Congress

April 8, 2013; PhilanTopic

Longtime philanthropic observer and activist Michael Seltzer wrote a “dispatch” from the Council on Foundations conference in Chicago to remind us of the need to support “possibilists,” a term he ascribes to University of California at Berkeley professor john powell, but which goes back more than a century and a half to French labor activists who aimed at trying to achieve the possible rather than simply wait for the impossible. How prescient of Seltzer to remind foundations and nonprofits that they do have to deal with political and economic realities, but perhaps ought to be expanding their vision and the boundaries of what is possible and supporting those who will act.

That is doubly difficult when applied to foundation engagement in public policy. What is possible for philanthropy in light of concerns such as the dynamics of tax reform, which could engulf issues of charitable giving and philanthropic grantmaking? A panel of four Council of Foundations staff members, led by COF’s new VP for public policy, Sue Santa, walked the workshop quickly through a number of issues. Having held roughly the same position for the Philanthropy Roundtable, Santa knows her way around Capitol Hill and speaks with knowledge—whether you agree with all of the Council’s policy platform or not—of how Congress and the White House function.

Without trying to repeat everything that Santa and her colleagues had to say, here are some headlines and comments:

How does Congress make policy? Santa underscored that much congressional activity is decided by “the leadership,” bypassing the regular order of how Congress is supposed to work—topically focused committees holding hearings, generating legislation, etc. Citing an April 7th Wall Street Journal column co-authored by Max Baucus (D-MT), chair of the Senate Finance Committee, and Dave Camp (R-MI), chair of the House Ways and Means Committee, Santa suggested that tax reform might be a policy process that returns to the regular order. Both Baucus and Camp assert that they’re strongly dedicated to making tax reform happen.

**Stated goal**: Write out the philanthropy piece from "That is doubly" up to and including "White House function.", swapping "workshop" for "session".

**Supplied entries**:
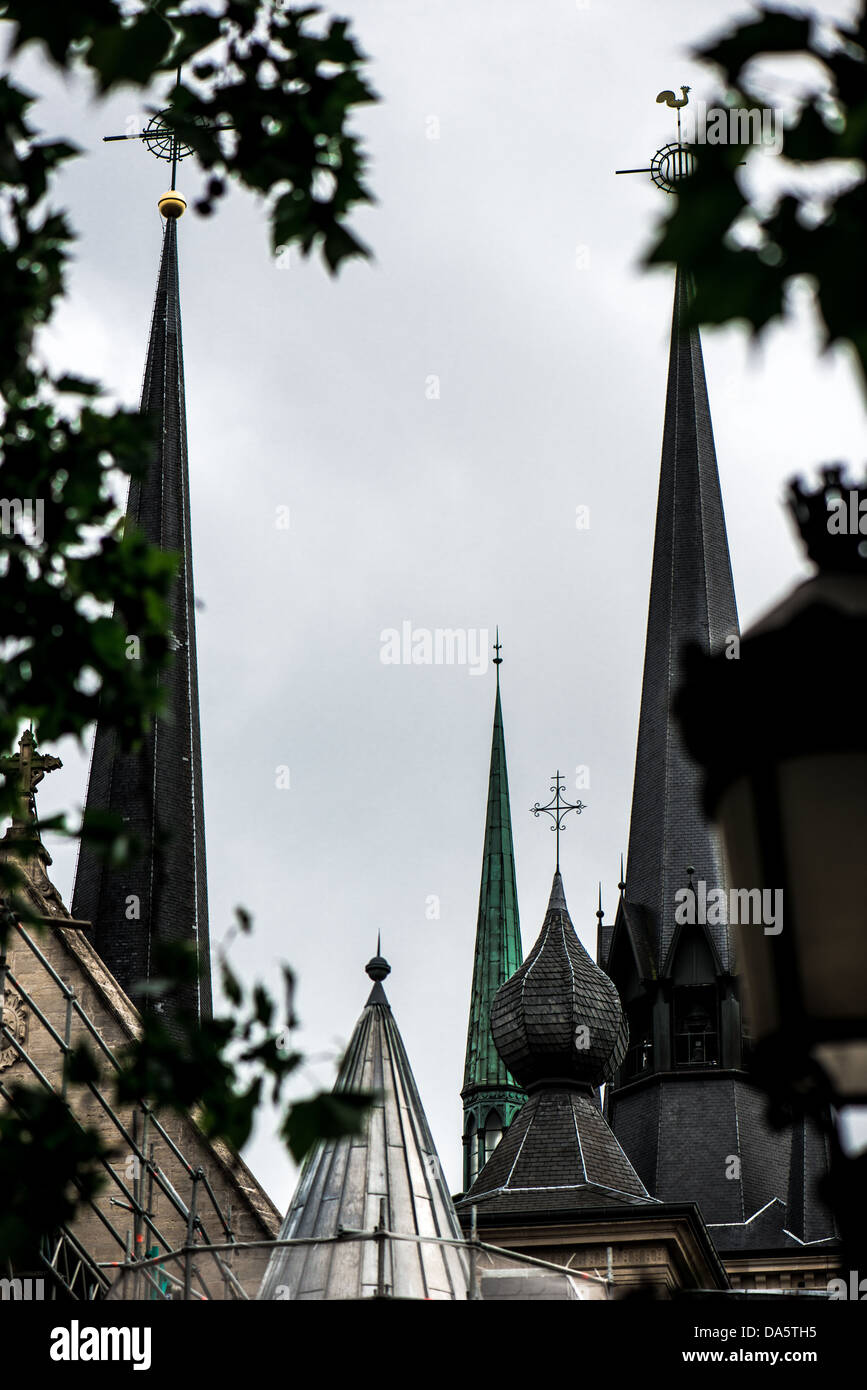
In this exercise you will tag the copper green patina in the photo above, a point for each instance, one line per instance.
(491, 1094)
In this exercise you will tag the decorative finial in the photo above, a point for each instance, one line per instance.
(28, 767)
(172, 203)
(557, 808)
(160, 136)
(673, 161)
(378, 968)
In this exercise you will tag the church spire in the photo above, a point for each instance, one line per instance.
(161, 895)
(385, 1179)
(489, 1094)
(692, 599)
(681, 1104)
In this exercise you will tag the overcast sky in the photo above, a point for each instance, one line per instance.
(506, 267)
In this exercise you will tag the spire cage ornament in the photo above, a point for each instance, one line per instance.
(160, 138)
(673, 161)
(557, 808)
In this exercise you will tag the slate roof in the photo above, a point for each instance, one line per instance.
(682, 1129)
(345, 1182)
(559, 1153)
(692, 599)
(559, 1026)
(159, 791)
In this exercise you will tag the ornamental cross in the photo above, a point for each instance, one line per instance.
(28, 767)
(557, 808)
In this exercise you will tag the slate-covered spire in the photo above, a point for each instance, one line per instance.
(489, 1094)
(681, 1104)
(559, 1026)
(386, 1178)
(163, 895)
(692, 599)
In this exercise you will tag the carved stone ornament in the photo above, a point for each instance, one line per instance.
(15, 1019)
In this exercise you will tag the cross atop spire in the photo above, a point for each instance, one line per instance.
(28, 767)
(557, 808)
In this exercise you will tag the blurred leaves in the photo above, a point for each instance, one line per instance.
(744, 255)
(264, 100)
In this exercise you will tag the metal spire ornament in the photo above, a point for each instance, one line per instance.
(673, 161)
(557, 808)
(160, 136)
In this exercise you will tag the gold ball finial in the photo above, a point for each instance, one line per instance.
(172, 203)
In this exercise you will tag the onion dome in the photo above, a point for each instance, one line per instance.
(559, 1018)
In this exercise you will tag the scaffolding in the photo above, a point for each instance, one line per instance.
(67, 1266)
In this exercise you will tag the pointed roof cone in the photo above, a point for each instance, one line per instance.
(389, 1175)
(692, 599)
(559, 1027)
(161, 895)
(498, 934)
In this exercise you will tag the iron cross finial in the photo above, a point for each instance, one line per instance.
(27, 767)
(557, 808)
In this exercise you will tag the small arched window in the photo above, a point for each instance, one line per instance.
(493, 1133)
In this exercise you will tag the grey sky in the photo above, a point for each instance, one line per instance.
(506, 266)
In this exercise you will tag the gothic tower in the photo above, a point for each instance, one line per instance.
(680, 1102)
(161, 895)
(491, 1096)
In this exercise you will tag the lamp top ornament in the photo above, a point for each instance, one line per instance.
(673, 161)
(832, 520)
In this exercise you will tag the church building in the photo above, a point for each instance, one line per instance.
(612, 1140)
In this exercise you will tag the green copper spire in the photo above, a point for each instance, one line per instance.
(491, 1096)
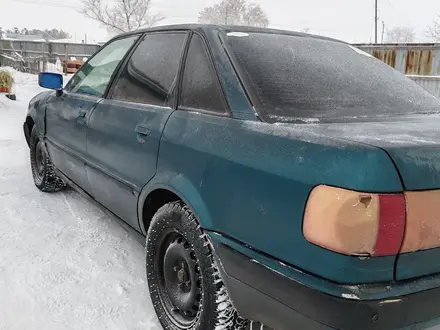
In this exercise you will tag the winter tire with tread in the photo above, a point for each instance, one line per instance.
(43, 173)
(184, 281)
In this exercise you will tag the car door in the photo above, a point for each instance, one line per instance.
(124, 130)
(66, 114)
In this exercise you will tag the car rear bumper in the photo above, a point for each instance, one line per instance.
(262, 294)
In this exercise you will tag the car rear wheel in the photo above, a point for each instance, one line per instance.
(43, 173)
(183, 278)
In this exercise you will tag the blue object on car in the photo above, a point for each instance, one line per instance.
(50, 80)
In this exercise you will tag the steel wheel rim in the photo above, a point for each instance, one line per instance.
(179, 279)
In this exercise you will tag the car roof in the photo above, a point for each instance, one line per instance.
(235, 28)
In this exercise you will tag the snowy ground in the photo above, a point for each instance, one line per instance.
(63, 263)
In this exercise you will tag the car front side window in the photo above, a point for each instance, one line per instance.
(151, 73)
(95, 75)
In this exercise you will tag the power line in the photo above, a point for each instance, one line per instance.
(45, 3)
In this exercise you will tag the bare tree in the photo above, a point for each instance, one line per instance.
(121, 15)
(234, 12)
(433, 31)
(401, 35)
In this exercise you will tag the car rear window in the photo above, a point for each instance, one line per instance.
(306, 79)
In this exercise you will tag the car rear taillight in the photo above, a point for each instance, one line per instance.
(422, 221)
(355, 223)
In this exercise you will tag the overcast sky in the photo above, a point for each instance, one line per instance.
(349, 20)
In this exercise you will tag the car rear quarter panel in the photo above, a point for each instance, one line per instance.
(250, 181)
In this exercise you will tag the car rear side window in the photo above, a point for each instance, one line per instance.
(200, 86)
(151, 73)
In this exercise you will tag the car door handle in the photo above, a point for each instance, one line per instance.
(142, 131)
(82, 114)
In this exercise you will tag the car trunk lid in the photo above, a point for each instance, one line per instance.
(413, 143)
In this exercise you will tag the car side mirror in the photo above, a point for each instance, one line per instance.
(51, 81)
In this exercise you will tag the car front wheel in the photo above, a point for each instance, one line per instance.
(183, 278)
(42, 169)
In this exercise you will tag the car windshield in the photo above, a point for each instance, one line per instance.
(307, 79)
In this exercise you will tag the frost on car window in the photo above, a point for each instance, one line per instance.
(200, 89)
(296, 77)
(151, 71)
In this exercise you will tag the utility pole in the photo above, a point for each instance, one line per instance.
(375, 21)
(226, 16)
(383, 30)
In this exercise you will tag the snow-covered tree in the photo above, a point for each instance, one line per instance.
(121, 15)
(234, 12)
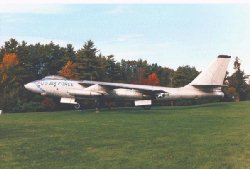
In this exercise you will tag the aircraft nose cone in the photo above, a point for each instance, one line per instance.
(28, 86)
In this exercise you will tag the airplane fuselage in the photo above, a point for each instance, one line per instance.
(72, 89)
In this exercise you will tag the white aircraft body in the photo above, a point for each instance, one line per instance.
(207, 84)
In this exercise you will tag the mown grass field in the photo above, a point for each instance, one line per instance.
(205, 136)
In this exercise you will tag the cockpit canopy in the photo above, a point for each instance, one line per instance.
(54, 77)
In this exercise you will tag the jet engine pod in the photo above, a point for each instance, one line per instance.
(162, 95)
(128, 93)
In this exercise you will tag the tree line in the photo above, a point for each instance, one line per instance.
(21, 63)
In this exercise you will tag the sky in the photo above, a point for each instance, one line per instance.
(168, 33)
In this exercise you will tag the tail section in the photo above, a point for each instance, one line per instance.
(214, 75)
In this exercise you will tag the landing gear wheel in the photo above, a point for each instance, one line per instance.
(147, 107)
(77, 106)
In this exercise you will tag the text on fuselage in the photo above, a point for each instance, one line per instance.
(54, 83)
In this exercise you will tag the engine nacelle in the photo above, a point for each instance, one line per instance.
(162, 95)
(128, 93)
(77, 92)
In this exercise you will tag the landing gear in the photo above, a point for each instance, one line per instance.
(97, 105)
(147, 107)
(77, 106)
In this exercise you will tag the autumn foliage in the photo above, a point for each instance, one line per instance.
(9, 60)
(69, 70)
(151, 80)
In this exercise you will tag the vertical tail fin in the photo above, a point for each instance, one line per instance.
(214, 74)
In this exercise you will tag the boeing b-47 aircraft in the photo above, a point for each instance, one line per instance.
(207, 84)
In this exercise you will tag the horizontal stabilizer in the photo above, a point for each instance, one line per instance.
(214, 75)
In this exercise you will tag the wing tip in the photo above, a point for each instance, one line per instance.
(224, 56)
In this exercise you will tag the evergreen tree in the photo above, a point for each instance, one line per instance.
(87, 62)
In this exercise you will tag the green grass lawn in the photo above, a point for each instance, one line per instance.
(206, 136)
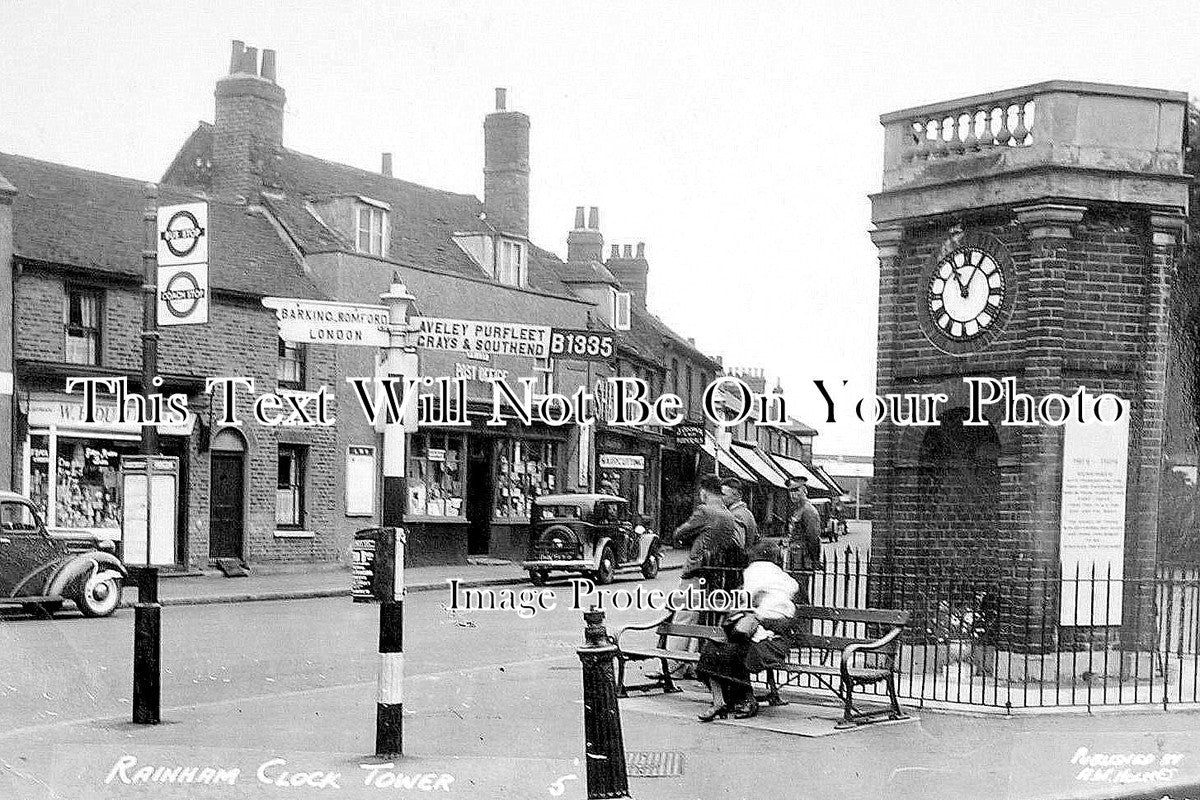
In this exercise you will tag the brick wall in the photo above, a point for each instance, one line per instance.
(1091, 310)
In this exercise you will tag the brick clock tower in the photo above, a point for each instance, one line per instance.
(1027, 234)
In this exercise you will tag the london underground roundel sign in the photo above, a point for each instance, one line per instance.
(183, 294)
(184, 234)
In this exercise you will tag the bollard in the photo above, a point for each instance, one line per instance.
(605, 746)
(147, 648)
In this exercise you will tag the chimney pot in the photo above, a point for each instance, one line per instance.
(269, 65)
(235, 55)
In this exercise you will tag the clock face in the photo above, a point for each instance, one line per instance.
(966, 294)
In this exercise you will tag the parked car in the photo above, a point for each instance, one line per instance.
(591, 535)
(40, 571)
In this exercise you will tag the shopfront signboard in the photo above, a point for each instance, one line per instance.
(319, 322)
(150, 482)
(618, 461)
(477, 336)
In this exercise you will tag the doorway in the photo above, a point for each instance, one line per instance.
(227, 497)
(479, 495)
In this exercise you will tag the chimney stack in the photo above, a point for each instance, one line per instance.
(507, 168)
(633, 271)
(586, 242)
(249, 116)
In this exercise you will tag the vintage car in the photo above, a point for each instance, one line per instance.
(589, 535)
(40, 572)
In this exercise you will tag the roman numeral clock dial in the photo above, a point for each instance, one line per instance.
(967, 294)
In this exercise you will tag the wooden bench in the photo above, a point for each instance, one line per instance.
(665, 629)
(834, 660)
(837, 661)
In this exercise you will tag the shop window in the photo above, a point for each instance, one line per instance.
(289, 488)
(84, 475)
(291, 367)
(436, 471)
(372, 230)
(81, 320)
(525, 470)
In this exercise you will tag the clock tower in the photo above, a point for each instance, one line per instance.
(1027, 234)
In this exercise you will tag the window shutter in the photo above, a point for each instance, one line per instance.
(623, 302)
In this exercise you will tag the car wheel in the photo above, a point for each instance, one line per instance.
(652, 564)
(99, 599)
(607, 567)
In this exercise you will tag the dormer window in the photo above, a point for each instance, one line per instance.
(621, 311)
(510, 263)
(371, 229)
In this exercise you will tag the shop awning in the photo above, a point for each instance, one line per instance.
(797, 468)
(757, 461)
(726, 459)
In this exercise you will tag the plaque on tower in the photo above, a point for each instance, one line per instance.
(1091, 542)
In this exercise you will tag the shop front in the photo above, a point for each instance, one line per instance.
(71, 468)
(628, 465)
(471, 489)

**Correct response**:
That is doubly difficult when applied to foundation engagement in public policy. What is possible for philanthropy in light of concerns such as the dynamics of tax reform, which could engulf issues of charitable giving and philanthropic grantmaking? A panel of four Council of Foundations staff members, led by COF’s new VP for public policy, Sue Santa, walked the session quickly through a number of issues. Having held roughly the same position for the Philanthropy Roundtable, Santa knows her way around Capitol Hill and speaks with knowledge—whether you agree with all of the Council’s policy platform or not—of how Congress and the White House function.